Data entries:
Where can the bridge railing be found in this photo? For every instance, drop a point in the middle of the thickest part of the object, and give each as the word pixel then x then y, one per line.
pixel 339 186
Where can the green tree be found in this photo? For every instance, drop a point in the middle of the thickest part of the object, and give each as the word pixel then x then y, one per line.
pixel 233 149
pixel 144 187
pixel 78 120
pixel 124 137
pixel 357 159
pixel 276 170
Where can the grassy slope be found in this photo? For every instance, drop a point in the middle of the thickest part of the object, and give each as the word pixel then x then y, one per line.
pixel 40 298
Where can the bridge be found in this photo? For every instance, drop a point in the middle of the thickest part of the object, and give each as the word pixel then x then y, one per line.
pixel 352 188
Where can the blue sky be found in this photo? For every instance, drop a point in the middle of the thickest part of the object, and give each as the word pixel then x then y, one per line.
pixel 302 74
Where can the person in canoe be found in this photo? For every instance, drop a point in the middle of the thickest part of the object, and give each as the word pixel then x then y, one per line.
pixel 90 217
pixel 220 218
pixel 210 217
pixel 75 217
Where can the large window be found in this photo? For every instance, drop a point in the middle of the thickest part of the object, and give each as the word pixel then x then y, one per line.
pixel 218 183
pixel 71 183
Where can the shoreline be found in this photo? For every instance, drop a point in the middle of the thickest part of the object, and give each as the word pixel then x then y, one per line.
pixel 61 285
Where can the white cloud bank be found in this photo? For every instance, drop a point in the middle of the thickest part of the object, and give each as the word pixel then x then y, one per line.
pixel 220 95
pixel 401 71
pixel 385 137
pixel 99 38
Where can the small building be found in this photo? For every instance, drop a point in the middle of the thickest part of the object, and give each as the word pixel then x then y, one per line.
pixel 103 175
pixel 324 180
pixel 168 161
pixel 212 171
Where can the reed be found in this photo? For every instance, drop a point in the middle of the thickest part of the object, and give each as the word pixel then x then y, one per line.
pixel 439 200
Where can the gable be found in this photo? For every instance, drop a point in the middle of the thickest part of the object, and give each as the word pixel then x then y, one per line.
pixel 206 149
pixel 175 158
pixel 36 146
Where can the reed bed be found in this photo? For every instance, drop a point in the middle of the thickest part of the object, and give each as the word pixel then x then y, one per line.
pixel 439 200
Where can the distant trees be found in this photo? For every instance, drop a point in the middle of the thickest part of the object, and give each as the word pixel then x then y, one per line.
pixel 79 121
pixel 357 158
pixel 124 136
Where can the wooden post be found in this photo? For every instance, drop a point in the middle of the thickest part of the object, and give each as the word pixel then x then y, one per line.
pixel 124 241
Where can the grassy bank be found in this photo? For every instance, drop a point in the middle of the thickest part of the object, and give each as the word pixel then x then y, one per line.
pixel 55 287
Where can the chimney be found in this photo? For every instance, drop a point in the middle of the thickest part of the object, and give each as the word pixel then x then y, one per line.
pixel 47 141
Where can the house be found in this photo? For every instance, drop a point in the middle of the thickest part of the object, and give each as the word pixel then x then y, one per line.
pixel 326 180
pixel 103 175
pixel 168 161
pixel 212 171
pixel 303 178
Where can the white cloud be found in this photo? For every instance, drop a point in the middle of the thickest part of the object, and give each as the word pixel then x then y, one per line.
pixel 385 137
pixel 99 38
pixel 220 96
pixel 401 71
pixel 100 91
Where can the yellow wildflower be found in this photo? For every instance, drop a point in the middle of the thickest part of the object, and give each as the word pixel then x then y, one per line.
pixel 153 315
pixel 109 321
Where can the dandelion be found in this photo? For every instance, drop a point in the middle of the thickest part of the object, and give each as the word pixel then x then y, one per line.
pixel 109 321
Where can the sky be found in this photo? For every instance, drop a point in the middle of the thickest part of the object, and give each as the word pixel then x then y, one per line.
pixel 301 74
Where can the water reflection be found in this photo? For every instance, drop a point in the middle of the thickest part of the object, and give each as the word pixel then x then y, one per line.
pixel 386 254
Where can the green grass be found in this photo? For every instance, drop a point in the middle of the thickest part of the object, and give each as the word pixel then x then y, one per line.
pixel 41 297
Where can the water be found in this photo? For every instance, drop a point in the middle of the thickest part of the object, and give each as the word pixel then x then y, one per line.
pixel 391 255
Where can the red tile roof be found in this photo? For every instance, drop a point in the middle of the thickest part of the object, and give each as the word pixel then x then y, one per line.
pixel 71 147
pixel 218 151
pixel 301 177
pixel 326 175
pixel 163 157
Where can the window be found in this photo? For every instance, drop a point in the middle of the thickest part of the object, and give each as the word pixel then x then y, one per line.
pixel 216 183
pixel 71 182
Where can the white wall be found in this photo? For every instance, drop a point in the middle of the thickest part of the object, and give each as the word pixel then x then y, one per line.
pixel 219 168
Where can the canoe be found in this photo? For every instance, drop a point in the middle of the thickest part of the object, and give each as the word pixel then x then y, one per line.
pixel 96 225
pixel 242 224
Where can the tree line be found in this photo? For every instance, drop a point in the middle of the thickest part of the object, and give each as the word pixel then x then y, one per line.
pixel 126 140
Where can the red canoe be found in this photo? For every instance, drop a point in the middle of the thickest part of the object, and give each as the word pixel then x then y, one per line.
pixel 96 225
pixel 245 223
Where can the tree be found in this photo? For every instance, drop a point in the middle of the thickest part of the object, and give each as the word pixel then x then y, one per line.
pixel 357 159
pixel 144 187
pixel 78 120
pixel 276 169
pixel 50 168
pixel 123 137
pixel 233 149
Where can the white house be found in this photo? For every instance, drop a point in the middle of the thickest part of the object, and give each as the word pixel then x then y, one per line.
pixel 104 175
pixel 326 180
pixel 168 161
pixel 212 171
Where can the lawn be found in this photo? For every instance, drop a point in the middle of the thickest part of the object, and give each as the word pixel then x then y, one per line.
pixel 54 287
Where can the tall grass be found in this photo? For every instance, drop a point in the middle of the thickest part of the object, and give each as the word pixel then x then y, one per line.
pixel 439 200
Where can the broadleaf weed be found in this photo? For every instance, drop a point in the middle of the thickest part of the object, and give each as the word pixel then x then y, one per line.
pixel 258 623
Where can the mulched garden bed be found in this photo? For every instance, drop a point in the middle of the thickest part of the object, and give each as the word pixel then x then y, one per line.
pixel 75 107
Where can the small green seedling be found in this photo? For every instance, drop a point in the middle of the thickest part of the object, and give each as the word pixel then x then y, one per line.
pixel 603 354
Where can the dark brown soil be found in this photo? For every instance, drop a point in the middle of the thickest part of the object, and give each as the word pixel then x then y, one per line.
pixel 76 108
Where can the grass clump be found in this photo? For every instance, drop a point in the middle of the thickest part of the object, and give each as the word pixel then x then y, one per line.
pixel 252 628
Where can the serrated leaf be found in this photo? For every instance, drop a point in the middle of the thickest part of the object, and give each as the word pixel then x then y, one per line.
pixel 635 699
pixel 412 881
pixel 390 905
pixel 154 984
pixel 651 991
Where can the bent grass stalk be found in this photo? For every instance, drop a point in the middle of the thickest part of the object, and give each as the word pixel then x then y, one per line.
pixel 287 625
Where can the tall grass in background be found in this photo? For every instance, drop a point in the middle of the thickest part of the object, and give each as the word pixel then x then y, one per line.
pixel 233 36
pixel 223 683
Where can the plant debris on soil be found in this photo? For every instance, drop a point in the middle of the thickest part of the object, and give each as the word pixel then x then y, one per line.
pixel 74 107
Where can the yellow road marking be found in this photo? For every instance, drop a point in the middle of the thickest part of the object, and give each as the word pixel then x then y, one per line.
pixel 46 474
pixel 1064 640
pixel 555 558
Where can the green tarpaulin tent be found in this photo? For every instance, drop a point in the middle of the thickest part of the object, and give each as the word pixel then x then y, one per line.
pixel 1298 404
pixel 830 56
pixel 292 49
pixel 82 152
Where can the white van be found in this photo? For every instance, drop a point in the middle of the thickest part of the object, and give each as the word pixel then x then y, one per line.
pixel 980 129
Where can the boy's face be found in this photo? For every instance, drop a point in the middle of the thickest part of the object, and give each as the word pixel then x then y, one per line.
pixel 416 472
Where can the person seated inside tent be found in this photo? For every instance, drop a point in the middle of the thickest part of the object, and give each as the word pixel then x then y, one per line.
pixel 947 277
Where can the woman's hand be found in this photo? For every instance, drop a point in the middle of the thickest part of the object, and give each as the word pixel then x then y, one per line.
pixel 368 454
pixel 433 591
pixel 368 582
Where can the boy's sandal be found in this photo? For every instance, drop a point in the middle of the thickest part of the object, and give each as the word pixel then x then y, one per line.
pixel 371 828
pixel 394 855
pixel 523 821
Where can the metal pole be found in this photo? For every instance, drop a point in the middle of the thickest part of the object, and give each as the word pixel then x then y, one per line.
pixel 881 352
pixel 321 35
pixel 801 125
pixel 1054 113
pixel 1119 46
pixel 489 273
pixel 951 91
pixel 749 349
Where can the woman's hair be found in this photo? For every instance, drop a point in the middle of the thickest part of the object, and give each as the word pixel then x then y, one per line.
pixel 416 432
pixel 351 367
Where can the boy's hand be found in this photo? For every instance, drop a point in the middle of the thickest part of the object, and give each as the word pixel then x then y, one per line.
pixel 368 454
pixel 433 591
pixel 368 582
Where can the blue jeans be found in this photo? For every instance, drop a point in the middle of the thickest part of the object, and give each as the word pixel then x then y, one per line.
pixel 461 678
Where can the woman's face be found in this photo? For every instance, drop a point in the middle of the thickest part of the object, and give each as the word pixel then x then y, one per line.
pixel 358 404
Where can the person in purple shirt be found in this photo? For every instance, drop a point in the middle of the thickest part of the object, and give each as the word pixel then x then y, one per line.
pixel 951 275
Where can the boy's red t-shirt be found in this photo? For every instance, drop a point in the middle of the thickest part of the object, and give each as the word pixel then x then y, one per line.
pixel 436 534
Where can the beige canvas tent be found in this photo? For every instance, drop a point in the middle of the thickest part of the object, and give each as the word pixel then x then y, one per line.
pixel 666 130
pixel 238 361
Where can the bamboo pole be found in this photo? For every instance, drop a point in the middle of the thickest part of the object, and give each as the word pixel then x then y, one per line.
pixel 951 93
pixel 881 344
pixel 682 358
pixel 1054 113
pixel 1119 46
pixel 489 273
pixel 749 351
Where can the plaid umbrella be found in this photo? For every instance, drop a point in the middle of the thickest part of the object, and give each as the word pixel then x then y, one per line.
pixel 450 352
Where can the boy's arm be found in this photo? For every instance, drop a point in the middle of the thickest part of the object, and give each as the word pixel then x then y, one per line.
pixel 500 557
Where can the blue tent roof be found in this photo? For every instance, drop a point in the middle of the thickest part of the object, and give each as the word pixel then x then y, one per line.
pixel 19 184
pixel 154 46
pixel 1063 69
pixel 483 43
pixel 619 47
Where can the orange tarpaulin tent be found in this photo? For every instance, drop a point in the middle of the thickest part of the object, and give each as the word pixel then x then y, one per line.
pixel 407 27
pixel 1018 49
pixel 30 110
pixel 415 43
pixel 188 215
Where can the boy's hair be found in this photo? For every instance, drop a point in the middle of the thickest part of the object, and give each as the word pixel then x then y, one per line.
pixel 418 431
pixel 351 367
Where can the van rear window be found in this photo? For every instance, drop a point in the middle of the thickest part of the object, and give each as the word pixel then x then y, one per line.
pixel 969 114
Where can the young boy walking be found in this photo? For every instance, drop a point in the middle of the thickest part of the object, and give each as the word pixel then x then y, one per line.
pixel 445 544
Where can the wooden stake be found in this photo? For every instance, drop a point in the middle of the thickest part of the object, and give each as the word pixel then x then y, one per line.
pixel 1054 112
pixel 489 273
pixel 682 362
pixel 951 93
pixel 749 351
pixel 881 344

Task instructions
Duplicate the lines above, starting with the line containing "Where can the window" and going on through the line containing "pixel 54 287".

Response to the task
Where can the window be found in this photo? For every instance, drop a point in the middle of the thickest part of the object, and give each as the word pixel then x then y, one per line.
pixel 216 183
pixel 71 182
Where can the white wall be found in this photo? For every instance, drop a point in the middle of the thickest part of the object, and give each as the word pixel then x then y, one per line.
pixel 219 168
Where can the canoe be found in this photo? For every instance, drop a point in the middle of the thickest part of the object, and give each as the word pixel then x then y, one per line.
pixel 96 225
pixel 242 224
Where can the tree line be found in this photo? For every instance, drop a point in the middle of the thickest part of the object, and give each as the word pixel then x then y, one per line.
pixel 126 140
Where can the red canoe be found in this photo? For every instance, drop a point in the middle of the thickest part of the object, and give each as the word pixel then x then y, one per line.
pixel 96 225
pixel 245 223
Where can the tree be found in this photo? For every instance, drop a point in the middle of the thickest part of the object, and give each as the word pixel then x then y, one per line.
pixel 357 159
pixel 144 187
pixel 78 120
pixel 276 169
pixel 50 168
pixel 123 137
pixel 233 149
Where can the white house be found in this photo? For every instance, drop a point in the middle of the thickest part of the object, and give each as the word pixel then x then y, one per line.
pixel 104 175
pixel 326 180
pixel 168 161
pixel 212 171
Where can the lawn be found in this photo? For every instance, drop a point in the middle of the thickest part of the object, and give each as the word pixel then x then y, one per line.
pixel 54 287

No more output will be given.